India’s aid was slashed to $81 million after it was categorised as a “transforming” country instead of a “developing” one under a plan developed by Randall L Tobias, a corporate veteran chosen by secretary of state Condoleezza Rice to manage foreign assistance, the Washington Post said.
“India is now taking a different place on the global stage, in terms of diplomacy, politics and economy,” US state department spokesperson Sean McCormack was quoted as saying by The Post. “Aid programmes had not caught up with these evolving realities,” he added.
The Washington Post has pointed out that the bulk of the $23 billion in annual US foreign aid goes to a handful of key countries, leaving about 120 nations to battle over $3 billion of the pie. India is one of the big losers in Rice’s foreign aid revolution. All US aid to assist India in education, women’s rights, democracy and sanitation will be terminated under the new overhaul of the US foreign assistance programme.
One promising US-funded programme in India is Quest, a partnership with technology firms such as Microsoft and Lucent aimed at teaching critical skills in Indian classrooms. With Washington promising about $2 million a year, Quest expanded from 200 to 2,000 schools in just one year.

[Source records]

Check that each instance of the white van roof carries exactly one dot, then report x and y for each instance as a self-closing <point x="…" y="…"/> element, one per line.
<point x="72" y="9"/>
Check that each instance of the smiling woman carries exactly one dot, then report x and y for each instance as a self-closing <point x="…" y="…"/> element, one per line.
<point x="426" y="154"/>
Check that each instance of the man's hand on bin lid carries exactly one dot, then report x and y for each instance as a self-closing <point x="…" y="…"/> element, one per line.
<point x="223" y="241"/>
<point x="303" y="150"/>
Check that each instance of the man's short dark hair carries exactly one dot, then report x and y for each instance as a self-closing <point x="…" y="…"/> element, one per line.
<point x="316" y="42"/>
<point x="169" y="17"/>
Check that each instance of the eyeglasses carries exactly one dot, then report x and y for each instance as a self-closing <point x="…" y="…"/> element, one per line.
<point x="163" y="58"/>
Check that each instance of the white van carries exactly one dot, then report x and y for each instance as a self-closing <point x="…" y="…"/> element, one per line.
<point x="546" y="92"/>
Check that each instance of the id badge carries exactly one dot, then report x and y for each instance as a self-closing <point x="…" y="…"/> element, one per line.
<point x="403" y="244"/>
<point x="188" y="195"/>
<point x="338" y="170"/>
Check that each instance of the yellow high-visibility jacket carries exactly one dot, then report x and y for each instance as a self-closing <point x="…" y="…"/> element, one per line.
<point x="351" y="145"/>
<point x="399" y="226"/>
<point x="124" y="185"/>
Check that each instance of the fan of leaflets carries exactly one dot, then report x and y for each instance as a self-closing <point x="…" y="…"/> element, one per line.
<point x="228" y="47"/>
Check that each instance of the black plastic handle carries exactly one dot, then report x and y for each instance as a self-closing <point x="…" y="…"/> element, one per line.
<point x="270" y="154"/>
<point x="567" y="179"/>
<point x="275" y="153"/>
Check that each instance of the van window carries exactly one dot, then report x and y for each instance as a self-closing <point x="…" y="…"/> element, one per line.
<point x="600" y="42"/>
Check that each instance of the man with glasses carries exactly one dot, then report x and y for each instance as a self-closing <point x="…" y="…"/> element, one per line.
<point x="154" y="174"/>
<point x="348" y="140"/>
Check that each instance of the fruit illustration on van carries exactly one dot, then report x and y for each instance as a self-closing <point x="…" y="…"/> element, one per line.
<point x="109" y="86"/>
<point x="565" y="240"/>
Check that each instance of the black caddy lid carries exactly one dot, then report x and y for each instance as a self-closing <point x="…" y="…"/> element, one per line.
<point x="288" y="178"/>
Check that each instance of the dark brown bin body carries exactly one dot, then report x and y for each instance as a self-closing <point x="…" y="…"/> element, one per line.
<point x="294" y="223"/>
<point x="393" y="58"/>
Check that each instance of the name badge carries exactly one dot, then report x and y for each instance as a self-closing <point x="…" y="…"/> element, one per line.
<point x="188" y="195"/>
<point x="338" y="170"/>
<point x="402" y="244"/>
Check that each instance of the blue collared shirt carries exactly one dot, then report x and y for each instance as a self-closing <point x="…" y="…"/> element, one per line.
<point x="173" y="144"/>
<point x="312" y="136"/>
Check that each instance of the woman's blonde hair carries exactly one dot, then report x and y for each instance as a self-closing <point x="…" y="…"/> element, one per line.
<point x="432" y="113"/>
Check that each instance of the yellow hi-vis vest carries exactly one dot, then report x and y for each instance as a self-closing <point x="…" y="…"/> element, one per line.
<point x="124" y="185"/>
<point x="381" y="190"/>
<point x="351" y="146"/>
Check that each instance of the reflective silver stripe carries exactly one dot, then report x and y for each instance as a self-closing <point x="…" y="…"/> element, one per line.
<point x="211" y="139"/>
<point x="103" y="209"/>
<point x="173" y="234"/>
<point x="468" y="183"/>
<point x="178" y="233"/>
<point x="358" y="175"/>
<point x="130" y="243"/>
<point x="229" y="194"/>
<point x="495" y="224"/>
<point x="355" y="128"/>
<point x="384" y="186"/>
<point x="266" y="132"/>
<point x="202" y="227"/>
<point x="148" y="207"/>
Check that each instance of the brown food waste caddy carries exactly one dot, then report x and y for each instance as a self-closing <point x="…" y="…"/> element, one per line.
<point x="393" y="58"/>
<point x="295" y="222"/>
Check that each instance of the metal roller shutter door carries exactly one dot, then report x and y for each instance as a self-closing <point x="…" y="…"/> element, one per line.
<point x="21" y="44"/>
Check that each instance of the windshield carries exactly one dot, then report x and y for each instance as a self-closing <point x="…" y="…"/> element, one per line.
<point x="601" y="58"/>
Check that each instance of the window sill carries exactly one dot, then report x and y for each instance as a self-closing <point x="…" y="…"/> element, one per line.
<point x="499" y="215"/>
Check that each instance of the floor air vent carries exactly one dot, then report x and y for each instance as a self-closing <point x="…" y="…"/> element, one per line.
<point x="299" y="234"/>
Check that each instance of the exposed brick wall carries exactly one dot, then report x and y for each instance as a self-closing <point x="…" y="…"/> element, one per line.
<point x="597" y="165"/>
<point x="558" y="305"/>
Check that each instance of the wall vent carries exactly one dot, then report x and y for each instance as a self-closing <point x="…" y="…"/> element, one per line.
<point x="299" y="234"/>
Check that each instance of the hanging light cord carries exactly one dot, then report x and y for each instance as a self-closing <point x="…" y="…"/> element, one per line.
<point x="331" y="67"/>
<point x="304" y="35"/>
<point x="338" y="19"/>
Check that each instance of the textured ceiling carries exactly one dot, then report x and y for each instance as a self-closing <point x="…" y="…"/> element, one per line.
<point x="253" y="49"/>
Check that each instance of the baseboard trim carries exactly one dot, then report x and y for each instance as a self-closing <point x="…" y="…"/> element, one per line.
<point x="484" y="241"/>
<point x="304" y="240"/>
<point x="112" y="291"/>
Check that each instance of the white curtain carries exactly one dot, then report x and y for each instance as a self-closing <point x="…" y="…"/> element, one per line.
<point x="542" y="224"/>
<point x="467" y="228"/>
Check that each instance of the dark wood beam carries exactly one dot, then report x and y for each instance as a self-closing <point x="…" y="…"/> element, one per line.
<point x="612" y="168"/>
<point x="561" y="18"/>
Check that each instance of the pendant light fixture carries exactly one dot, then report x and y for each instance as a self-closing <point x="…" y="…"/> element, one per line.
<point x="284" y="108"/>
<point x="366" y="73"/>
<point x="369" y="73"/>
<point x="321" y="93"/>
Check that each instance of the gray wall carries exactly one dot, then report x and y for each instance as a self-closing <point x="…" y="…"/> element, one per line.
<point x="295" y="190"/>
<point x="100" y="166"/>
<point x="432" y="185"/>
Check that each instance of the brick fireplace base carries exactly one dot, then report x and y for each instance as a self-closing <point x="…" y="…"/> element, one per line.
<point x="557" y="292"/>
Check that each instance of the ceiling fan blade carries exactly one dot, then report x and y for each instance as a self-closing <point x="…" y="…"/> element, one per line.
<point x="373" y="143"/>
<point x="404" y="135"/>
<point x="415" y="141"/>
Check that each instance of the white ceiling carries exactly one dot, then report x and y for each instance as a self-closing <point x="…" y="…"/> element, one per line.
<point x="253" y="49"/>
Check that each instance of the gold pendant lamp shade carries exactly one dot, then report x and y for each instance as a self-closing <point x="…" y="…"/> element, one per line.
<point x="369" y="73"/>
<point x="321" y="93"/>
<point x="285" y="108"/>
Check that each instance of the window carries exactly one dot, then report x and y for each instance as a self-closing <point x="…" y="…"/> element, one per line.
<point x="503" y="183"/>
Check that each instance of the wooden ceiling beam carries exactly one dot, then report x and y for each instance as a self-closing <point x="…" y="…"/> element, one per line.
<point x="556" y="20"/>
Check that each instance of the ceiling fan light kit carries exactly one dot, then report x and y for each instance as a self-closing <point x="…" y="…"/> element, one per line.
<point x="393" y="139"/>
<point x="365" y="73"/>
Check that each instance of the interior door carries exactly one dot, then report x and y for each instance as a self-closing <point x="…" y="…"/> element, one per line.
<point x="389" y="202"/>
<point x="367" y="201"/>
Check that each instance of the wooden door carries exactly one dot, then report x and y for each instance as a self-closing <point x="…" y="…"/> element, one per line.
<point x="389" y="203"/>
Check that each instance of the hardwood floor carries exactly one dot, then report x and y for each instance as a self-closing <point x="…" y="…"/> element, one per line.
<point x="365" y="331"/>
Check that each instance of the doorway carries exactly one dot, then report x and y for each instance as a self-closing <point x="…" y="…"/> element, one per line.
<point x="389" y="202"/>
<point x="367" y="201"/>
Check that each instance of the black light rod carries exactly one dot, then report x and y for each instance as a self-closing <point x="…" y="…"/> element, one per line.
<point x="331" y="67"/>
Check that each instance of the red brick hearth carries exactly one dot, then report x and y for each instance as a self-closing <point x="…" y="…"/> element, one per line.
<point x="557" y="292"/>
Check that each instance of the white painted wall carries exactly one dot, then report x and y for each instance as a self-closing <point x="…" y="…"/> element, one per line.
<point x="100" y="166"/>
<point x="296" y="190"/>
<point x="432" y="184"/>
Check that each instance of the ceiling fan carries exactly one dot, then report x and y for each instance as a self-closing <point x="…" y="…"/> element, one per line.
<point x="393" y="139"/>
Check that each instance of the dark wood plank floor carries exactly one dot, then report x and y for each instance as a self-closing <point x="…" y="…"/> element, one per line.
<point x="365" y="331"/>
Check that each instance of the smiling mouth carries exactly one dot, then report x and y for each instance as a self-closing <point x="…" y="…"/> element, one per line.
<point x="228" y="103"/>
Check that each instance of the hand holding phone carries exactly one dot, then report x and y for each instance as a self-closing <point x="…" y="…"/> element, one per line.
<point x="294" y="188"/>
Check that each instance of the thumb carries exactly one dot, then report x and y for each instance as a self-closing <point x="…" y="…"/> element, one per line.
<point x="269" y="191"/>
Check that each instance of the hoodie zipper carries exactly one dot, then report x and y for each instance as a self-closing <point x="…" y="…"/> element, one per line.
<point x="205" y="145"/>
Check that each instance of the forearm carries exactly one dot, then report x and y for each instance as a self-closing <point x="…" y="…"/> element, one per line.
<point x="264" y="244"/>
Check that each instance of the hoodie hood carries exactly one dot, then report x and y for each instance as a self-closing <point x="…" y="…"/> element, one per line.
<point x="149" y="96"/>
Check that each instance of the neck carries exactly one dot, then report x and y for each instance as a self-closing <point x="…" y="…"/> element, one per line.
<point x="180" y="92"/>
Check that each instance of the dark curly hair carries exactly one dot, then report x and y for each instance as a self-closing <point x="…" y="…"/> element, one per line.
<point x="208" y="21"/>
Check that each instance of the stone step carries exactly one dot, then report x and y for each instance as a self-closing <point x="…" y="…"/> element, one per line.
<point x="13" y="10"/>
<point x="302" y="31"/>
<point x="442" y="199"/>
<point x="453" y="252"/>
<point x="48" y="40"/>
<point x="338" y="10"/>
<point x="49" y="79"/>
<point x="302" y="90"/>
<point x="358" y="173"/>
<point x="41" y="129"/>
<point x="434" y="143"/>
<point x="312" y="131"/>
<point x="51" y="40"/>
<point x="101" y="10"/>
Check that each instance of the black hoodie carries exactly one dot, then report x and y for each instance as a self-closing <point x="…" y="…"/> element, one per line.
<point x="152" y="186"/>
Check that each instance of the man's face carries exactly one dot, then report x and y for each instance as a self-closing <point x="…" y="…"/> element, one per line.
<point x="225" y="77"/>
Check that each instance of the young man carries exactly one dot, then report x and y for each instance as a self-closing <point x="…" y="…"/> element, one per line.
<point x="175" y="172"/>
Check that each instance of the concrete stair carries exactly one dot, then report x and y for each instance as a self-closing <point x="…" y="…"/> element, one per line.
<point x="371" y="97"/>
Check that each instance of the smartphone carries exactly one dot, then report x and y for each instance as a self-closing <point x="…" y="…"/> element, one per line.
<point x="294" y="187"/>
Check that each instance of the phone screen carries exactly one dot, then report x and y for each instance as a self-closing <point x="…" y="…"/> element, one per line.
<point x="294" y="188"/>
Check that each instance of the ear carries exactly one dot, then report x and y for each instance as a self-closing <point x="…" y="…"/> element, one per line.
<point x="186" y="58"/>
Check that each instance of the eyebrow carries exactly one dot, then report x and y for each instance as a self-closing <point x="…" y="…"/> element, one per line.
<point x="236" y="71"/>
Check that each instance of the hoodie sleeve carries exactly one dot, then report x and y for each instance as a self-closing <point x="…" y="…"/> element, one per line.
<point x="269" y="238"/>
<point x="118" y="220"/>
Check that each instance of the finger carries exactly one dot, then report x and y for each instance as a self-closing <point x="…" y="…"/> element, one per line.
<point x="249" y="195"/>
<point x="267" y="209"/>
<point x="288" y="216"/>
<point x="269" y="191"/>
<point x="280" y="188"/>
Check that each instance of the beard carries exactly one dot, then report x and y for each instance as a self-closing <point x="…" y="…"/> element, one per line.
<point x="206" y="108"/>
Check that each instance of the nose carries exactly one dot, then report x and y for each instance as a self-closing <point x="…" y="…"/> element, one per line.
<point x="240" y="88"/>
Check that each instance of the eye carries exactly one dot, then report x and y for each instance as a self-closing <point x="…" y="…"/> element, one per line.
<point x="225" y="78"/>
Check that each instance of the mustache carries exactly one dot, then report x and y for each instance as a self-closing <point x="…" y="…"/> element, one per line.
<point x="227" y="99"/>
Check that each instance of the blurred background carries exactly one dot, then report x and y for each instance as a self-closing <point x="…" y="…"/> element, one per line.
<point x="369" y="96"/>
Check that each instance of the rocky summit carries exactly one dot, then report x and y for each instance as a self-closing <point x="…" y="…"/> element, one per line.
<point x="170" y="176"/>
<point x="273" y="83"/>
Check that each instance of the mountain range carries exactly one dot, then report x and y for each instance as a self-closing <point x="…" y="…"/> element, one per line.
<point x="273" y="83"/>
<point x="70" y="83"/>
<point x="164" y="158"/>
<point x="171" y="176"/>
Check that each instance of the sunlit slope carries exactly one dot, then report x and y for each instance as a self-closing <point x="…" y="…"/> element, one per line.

EXERCISE A - List every dollar amount mentioned in the passage on US aid to India.
EXERCISE B - Resume the passage on US aid to India from where it stops.
The rows have no connection to the passage on US aid to India.

TASK RESPONSE A - $81 million, $23 billion, $3 billion, $2 million

TASK RESPONSE B -
But without a continued US contribution, the initiative probably will not survive, Aakash Sethi, the programme’s executive director, told The Post in a telephone interview from Bangalore.
While defending the foreign assistance package for 2008, Tobias had labelled India a “transforming” country, in contrast with countries like Pakistan and Bangladesh, which were labelled “developing” countries. Huge sums have been devoted to administration priorities areas such as Iraq, Afghanistan and Pakistan. Pakistan and Afghanistan together will receive more than 85% of the $2.2 billion aid budget for 12 countries in South and Central Asia. Iraq’s aid was boosted five-fold for 2008. Tobias had previously overhauled US assistance to combat AIDS worldwide, and Rice wanted him to bring the same sensibility to remaking the full aid budget.
Under Tobias’s plan, foreign aid should meet corporate standards for measuring inputs, outputs and efficiency.